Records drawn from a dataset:
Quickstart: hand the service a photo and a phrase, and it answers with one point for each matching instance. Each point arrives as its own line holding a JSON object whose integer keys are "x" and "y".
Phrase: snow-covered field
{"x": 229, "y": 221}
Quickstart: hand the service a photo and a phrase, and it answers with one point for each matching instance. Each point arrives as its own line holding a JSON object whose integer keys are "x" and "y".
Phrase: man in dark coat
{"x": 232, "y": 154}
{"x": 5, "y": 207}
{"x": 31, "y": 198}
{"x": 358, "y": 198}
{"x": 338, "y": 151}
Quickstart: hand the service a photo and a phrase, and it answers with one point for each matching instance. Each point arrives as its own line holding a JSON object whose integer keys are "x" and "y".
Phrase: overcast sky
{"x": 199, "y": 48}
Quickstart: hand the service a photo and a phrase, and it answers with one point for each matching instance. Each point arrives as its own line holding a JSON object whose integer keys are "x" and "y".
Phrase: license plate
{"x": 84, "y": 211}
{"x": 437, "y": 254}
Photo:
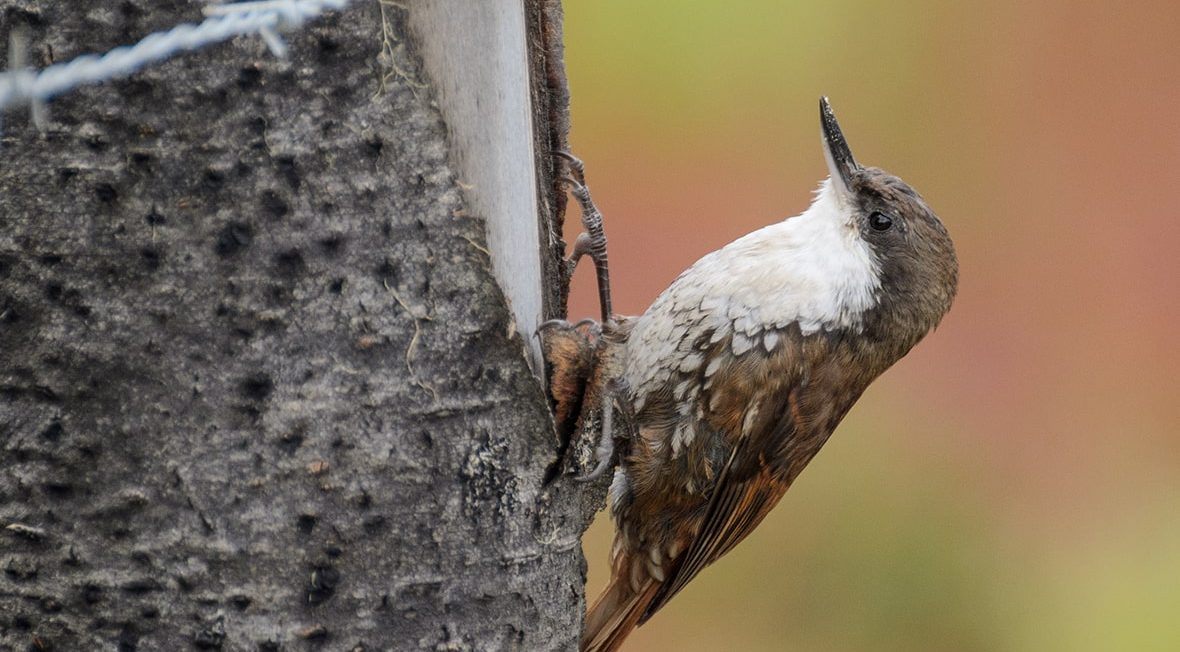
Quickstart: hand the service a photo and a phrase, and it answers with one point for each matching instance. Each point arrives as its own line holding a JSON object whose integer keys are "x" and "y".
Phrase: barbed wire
{"x": 266, "y": 18}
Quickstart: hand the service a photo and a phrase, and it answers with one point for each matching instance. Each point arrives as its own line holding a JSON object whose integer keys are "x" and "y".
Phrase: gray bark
{"x": 259, "y": 388}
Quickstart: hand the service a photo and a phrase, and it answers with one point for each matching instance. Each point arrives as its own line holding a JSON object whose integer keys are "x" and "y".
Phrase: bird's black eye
{"x": 879, "y": 221}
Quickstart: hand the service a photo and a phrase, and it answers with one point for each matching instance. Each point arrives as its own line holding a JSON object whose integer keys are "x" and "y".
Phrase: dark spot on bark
{"x": 212, "y": 178}
{"x": 290, "y": 263}
{"x": 31, "y": 18}
{"x": 20, "y": 570}
{"x": 256, "y": 387}
{"x": 248, "y": 77}
{"x": 325, "y": 579}
{"x": 53, "y": 432}
{"x": 364, "y": 500}
{"x": 290, "y": 441}
{"x": 211, "y": 636}
{"x": 314, "y": 633}
{"x": 373, "y": 146}
{"x": 96, "y": 142}
{"x": 333, "y": 244}
{"x": 328, "y": 46}
{"x": 58, "y": 489}
{"x": 130, "y": 11}
{"x": 129, "y": 639}
{"x": 10, "y": 315}
{"x": 374, "y": 525}
{"x": 387, "y": 272}
{"x": 151, "y": 257}
{"x": 139, "y": 586}
{"x": 279, "y": 295}
{"x": 105, "y": 192}
{"x": 286, "y": 166}
{"x": 91, "y": 593}
{"x": 234, "y": 238}
{"x": 274, "y": 204}
{"x": 306, "y": 522}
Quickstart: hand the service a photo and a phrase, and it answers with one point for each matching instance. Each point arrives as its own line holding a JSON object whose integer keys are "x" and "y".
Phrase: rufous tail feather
{"x": 617, "y": 611}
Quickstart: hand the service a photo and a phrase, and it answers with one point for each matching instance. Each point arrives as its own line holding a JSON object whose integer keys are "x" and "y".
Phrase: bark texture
{"x": 259, "y": 389}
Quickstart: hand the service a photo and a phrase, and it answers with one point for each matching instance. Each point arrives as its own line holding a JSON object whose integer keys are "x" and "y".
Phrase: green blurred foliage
{"x": 1015, "y": 482}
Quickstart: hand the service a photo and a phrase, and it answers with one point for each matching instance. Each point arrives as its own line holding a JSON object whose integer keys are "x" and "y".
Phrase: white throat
{"x": 814, "y": 270}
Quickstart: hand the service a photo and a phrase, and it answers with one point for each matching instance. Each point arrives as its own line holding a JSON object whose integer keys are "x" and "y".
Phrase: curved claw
{"x": 576, "y": 164}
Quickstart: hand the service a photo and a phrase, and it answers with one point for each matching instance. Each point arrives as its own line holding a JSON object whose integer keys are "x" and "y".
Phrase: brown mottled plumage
{"x": 739, "y": 373}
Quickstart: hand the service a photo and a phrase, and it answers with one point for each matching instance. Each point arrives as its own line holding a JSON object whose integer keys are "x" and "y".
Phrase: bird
{"x": 735, "y": 376}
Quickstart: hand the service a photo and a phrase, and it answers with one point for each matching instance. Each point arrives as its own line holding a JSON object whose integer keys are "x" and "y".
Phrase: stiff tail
{"x": 617, "y": 611}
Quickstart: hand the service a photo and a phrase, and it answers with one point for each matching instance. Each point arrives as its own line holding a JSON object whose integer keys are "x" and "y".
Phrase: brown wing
{"x": 755, "y": 404}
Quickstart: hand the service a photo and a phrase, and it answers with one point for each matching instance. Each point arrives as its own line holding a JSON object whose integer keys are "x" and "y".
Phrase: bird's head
{"x": 913, "y": 256}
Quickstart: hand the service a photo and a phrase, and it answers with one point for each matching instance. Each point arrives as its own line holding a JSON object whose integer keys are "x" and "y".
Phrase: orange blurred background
{"x": 1015, "y": 482}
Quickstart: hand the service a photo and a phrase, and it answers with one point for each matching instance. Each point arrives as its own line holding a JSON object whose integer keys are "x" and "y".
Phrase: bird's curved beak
{"x": 840, "y": 163}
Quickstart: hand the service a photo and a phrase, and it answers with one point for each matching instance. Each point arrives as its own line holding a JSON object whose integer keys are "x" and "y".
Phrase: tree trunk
{"x": 259, "y": 386}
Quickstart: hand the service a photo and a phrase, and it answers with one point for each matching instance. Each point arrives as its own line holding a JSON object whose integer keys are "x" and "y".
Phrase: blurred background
{"x": 1014, "y": 483}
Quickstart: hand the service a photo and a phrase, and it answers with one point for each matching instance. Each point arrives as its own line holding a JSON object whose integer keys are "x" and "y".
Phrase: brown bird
{"x": 738, "y": 374}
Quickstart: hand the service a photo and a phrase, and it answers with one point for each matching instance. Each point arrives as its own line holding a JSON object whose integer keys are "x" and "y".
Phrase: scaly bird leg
{"x": 592, "y": 242}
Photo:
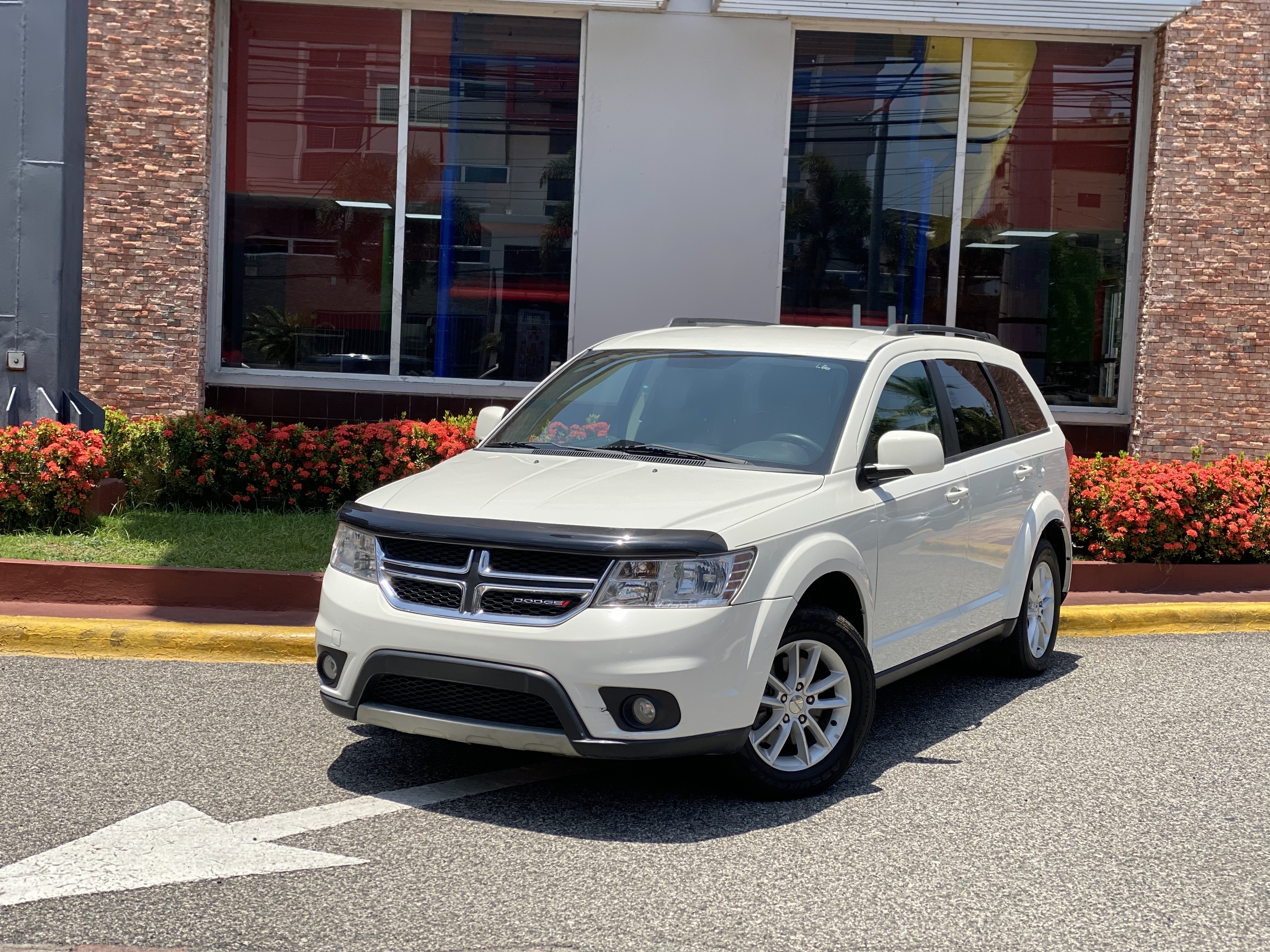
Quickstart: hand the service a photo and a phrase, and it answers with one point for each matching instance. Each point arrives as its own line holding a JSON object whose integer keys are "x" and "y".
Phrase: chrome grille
{"x": 436, "y": 594}
{"x": 432, "y": 554}
{"x": 530, "y": 605}
{"x": 563, "y": 565}
{"x": 523, "y": 587}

**EXERCISE PROMPT**
From the first line to the last, output the data exactly; skip any pictures.

**RESPONSE AREA**
Quickstart: hand the service a photo and a phrase, and it answers with one point for each matching instance. Each point arrives as its own line holding a JSON object whose integer keys are "x" and "y".
Phrase: snow-covered field
{"x": 229, "y": 221}
Quickstart: hand the service a photo and a phrase, and it answers with one point for each matching instance. Each point arrives as its own line holding a JSON object whose integer keys are "x" and "y".
Phrase: man in dark coat
{"x": 232, "y": 154}
{"x": 5, "y": 207}
{"x": 31, "y": 198}
{"x": 358, "y": 198}
{"x": 338, "y": 151}
Quickstart: hand the service a photo and a phrase, and it answers with one point for each matching instance. Each point arrives as its own line holding a JSON object whose integer keys are "x" and "y".
Phrase: overcast sky
{"x": 199, "y": 48}
Quickstart: hand the service a photo and a phrase, and it answers with one point for each matching instance. Each point arrives as its own line holding a JSON object whose integer keys are "x" and "y".
Phrase: license plate
{"x": 84, "y": 211}
{"x": 437, "y": 254}
Photo:
Quickstart: hand the service a photo and a phrase, and it answers with one point for each matching instance. Each point arrives as its own line holding a JSON object whose integer keys are "x" and "y".
Phrase: barbed wire
{"x": 266, "y": 18}
Quickstart: hand the service a photo and a phrase, and it answers with one point for each matching instance. Each point arrives as its own line holding a JSON object whose integer keys are "x" and "y".
Phrase: gray bark
{"x": 259, "y": 388}
Quickstart: hand the service a photo and a phrase, and it answers with one point for each matching instance. Each point arrives as its own line holding a JSON object whose integer keys are "x" and "y".
Phrase: bird's black eye
{"x": 879, "y": 221}
Quickstart: hand the service a photo and a phrase, and it answers with one point for each matching instance. Each point arrives as its own line holding a JSON object whose integer keys are "x" and "y".
Phrase: dark spot on bark
{"x": 212, "y": 178}
{"x": 290, "y": 263}
{"x": 31, "y": 18}
{"x": 20, "y": 570}
{"x": 256, "y": 387}
{"x": 248, "y": 77}
{"x": 325, "y": 579}
{"x": 53, "y": 432}
{"x": 364, "y": 500}
{"x": 290, "y": 441}
{"x": 211, "y": 636}
{"x": 314, "y": 633}
{"x": 373, "y": 146}
{"x": 96, "y": 142}
{"x": 333, "y": 244}
{"x": 328, "y": 46}
{"x": 58, "y": 489}
{"x": 130, "y": 11}
{"x": 129, "y": 639}
{"x": 10, "y": 315}
{"x": 374, "y": 525}
{"x": 387, "y": 272}
{"x": 151, "y": 257}
{"x": 139, "y": 586}
{"x": 279, "y": 295}
{"x": 105, "y": 192}
{"x": 286, "y": 166}
{"x": 91, "y": 593}
{"x": 234, "y": 238}
{"x": 274, "y": 204}
{"x": 306, "y": 522}
Quickstart: hand the service a photo and a phrase, and it answers with one point for each matching instance. Each point arrives as its own line holding a JSON object whose integer keys are "x" and "y".
Phrase: rufous tail feather
{"x": 617, "y": 611}
Quickstart: hand the service a photo and a phrase, and it answers with one point for each matching instance. Each point arrives as its own line holding a JSON object whose integer keys are "x" and "y".
Phrase: bark texture
{"x": 259, "y": 389}
Quickstart: hand the service a photo and a phrase, and it answers with one point for each matching instance. Each point arrives as its own line holding a JSON object whose integer keys are "x" and "y".
Phrase: green blurred foliage
{"x": 1015, "y": 482}
Quickstart: hand the service a photo and a phrase, and it answers with one point for each matching instance. Each point arrives as its own line holding a JSON object whose integer keys are "x" and "y".
Phrase: white throat
{"x": 814, "y": 270}
Quickstart: hand the service a photo and a phrase, and it answers with one point for each matching instance. Each point arrives as its own line holding a JSON object whose integer keys are "x" and "y".
Phrase: curved claw
{"x": 576, "y": 164}
Quickstart: hand the service a photo and a phrase, and it answers with one point for each matching instance. Each point arrives as its own line holding a JSON object whose integer keys are "x" and "y".
Phrase: brown mottled plumage
{"x": 739, "y": 373}
Quickstart: hand the service a photo and a phrase, and it answers with one point for each matching instance. Each point arrives as its own line holding a JSON object whose integer keys are "x" and "y".
Phrase: bird
{"x": 735, "y": 376}
Quickstart: hand the service a photo and a phrase, and it answers with one point for each matching instance. Each point arrives as its own line holding a JSON object whose integer keys are "x" and "y".
Phrase: stiff tail
{"x": 617, "y": 611}
Quickstart: hand the service a photo and a phrase, and it answers with one point for each matching instance. Each point arrives as its own line holding a JSON object whose integer keys are "x" and "y".
Phrase: brown wing
{"x": 755, "y": 404}
Quickstart: hand the service a photo and a phrase, and it answers with one point for each matching instance. Each point arrives as its own line holding a JSON object whose integer keys are "x" and "y".
Phrase: bird's head
{"x": 913, "y": 256}
Quickstart: hand the service a photo and a phrase, and it answers with one point for each matching instance. Each point arrives as its own line holding a JSON object whose integer keys are "x" and "y".
Phrase: orange blurred background
{"x": 1015, "y": 482}
Quickstart: hand the service a photo and a phrase, and it answers with one point for each matching instance. Each point arrives as its own line holding a JSON object whose integer keys are "x" and "y".
Phrase: bird's curved beak
{"x": 840, "y": 163}
Quickstart: hand the service a photo and a phrase, and it answers with one point for each matching instance. Each point arrives as its own line holding a JSON object whose integer keys are "x" and "y".
Phrase: tree trunk
{"x": 259, "y": 386}
Quickstart: hand the service a photo and a phrase, and it answers with one point for each matching instance. Each point arrives as its own line holding a JSON object whose integer keys are "x" and "y".
Phrase: blurred background
{"x": 1014, "y": 483}
Quickstart: hand the service a photo and a phrase, and it answers with one point for each matching instance. Each point arrives as its own line holding a JSON object whose integer keys are "x" and "y".
Phrase: brown bird
{"x": 738, "y": 374}
Quickstart: hand the service a photo and a phrase, and it answers with one point for each matching instance. Each point arrives as its own line holding a JSON object whose integer keys are "x" and "y".
Phrase: scaly bird leg
{"x": 592, "y": 242}
Photo:
Quickstart: hand the service a photo and a phrase, and it answers with one point for each matching instance. Each point arrives as its own line holding a JSON object whose integer keys are "x" and "y".
Phrase: chrome grille
{"x": 436, "y": 594}
{"x": 432, "y": 554}
{"x": 530, "y": 605}
{"x": 563, "y": 565}
{"x": 523, "y": 587}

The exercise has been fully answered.